• PROBLEMS AND TASKS:
1. In the public health profile, to which council has Harold Cox been newly reappointed?
2. Pick up the public health profile after its last sentence and write what comes next.

• PASSAGE TO READ:
Start of Block

A Passion for Public Health
Passion is what drives a lot of people in health care. A passion for helping children, for example, or for fighting cancer. But a passion for infrastructure? Yes, such a thing does exist, and Harold Cox, associate dean for public health practice in the School of Public Health, is living proof.
“Public health is a universal concern,” says Cox, meaning that it must cover all aspects of health—such as immunization, food safety, emergency preparedness, chronic disease, and primary care, to name just a few—and it must reach every member in a community. “You need to be thinking of everyone’s health, and you need to be thinking of all of their concerns, all of the time.” This universality includes vulnerable, and not immediately obvious, sections of the population, he adds, such as “people whose primary language is not English, people who may not have access to newspapers or the Internet, and the elderly, who may be isolated.”
Figuring out how to channel individual passions for specific causes or demographics into a functional, comprehensive, and sustainable health care system is no easy task. But it’s a challenge that Cox enjoys, and one he will continue pursuing as a newly reappointed member of the Massachusetts Public Health Council.
“Public health is not a frill. Public health is essential. Cut it out, and see what happens.” Harold Cox
“The council’s first responsibility is to advise Commissioner John Auerbach on all aspects of public health, and the second, statutory responsibility is to enact certain regulations for the betterment of public health across the state,” says Cox, who also serves on the Boston Public Health Commission, reporting to the mayor. High on the list of issues Cox would like to address and improve are health disparities, obesity, access to care, and emergency preparedness.
He also wants to use his nearness to elected officials to keep public health a priority in a time of deep budget cuts. “Public health is not a frill,” Cox says. “Public health is essential. Cut it out, and see what happens.”

End of Block

Stored items:
Start of Block

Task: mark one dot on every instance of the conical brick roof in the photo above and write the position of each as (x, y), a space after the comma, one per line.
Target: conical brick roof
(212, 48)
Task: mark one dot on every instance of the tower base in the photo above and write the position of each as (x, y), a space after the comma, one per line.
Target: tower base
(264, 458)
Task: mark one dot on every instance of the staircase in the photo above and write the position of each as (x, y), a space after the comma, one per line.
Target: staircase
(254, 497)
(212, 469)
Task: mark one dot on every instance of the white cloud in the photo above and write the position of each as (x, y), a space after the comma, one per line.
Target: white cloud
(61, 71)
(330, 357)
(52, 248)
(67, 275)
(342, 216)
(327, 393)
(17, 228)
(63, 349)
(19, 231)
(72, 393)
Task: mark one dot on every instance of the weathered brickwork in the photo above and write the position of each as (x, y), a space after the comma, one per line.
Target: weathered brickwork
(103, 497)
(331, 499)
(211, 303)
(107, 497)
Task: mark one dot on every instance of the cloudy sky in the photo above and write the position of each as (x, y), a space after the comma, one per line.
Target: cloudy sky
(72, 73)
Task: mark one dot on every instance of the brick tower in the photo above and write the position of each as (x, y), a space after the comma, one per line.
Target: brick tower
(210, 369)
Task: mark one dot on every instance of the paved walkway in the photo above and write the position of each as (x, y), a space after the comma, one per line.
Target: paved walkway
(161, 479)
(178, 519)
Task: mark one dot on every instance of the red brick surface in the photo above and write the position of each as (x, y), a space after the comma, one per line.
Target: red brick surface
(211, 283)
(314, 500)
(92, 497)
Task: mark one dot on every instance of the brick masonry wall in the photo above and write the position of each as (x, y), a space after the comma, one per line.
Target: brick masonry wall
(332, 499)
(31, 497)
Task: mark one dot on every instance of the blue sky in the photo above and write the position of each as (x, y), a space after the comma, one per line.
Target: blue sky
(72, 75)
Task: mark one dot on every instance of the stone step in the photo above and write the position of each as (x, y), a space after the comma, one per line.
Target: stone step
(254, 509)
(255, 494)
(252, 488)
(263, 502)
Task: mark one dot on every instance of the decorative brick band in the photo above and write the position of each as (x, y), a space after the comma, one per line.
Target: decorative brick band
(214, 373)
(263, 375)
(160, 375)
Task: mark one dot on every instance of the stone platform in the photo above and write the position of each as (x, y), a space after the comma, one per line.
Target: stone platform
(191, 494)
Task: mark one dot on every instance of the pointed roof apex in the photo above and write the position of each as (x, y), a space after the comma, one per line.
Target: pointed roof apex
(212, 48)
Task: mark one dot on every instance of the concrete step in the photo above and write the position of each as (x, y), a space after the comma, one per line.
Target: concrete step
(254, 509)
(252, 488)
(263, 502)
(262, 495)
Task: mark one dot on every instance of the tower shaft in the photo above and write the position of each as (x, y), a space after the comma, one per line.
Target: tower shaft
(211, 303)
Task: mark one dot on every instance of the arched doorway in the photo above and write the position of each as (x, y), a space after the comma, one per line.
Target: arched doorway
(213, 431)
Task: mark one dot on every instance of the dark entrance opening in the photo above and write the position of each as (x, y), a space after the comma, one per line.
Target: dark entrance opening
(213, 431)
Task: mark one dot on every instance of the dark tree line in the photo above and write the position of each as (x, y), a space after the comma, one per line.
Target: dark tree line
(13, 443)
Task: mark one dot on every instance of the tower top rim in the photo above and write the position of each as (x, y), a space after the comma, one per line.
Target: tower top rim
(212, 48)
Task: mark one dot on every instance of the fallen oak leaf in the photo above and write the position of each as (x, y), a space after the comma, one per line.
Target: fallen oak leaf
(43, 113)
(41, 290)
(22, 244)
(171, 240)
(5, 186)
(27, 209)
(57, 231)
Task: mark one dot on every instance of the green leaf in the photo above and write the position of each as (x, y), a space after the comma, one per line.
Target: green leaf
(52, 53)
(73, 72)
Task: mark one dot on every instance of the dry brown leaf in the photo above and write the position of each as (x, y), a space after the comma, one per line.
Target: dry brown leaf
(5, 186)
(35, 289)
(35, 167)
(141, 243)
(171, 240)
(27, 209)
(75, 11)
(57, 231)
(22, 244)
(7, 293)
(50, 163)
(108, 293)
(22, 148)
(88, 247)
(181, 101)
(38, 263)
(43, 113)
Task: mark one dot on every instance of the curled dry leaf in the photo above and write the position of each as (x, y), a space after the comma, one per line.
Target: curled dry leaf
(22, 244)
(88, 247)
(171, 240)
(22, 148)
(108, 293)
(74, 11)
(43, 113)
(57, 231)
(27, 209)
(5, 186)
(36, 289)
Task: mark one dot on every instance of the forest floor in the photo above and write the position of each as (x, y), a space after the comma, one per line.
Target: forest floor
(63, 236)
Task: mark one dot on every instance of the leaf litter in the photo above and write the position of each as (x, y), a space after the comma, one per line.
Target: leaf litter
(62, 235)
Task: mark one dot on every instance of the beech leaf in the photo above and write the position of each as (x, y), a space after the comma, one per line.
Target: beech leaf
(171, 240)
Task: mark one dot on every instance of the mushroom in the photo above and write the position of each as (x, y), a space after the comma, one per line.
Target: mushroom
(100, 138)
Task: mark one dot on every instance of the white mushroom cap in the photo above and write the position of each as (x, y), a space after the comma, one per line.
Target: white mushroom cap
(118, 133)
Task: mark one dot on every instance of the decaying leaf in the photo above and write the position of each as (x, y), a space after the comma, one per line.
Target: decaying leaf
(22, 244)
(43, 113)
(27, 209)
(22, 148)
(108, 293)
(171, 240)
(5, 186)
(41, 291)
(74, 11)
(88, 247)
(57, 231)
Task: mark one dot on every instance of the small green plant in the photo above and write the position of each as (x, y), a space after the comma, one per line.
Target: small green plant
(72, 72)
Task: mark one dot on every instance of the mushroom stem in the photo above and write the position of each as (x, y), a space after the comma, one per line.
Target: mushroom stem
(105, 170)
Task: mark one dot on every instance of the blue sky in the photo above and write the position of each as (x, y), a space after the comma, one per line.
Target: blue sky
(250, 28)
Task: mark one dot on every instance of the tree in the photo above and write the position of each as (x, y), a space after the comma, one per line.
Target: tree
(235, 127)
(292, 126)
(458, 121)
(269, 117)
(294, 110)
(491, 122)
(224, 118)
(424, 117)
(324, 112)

End of Block

• LIST OF ANSWERS:
1. The Massachusetts Public Health Council.

2.
His work with the council can be difficult, he says, “because I get to hear some really horrible things about people’s lives.” A recent ray of light came in the form of a community greenhouse in Roxbury, the opening of which Cox attended. Built on a blighted block once filled with toxins, it had been cleaned up and converted into a useful, profitable, healthy public space. There were tomatoes for sale, and plots had been set up for local residents to tend. “It was a chance to see people who were intimately involved in actively making their lives healthier.”
Cox is also eager to undertake an ambitious project of regionalization. “There are 351 cities and towns in Massachusetts, and right now there are 351 health departments,” he says. By combining some of the smaller health districts into regions, Cox hopes to leverage resources and deliver more services, particularly to smaller communities far removed from the myriad health care resources available in Boston.
“It’s not as sexy as being in the emergency ward of the hospital,” Cox admits, nor is his work as visible. When food and water are safe, and infections are contained, citizens don’t give a second thought to the efforts of public health officials. A job well done means keeping it that way. “That’ll be the sign of success,” he says, smiling, “to have no one know we’re there, and to never get in the newspaper.”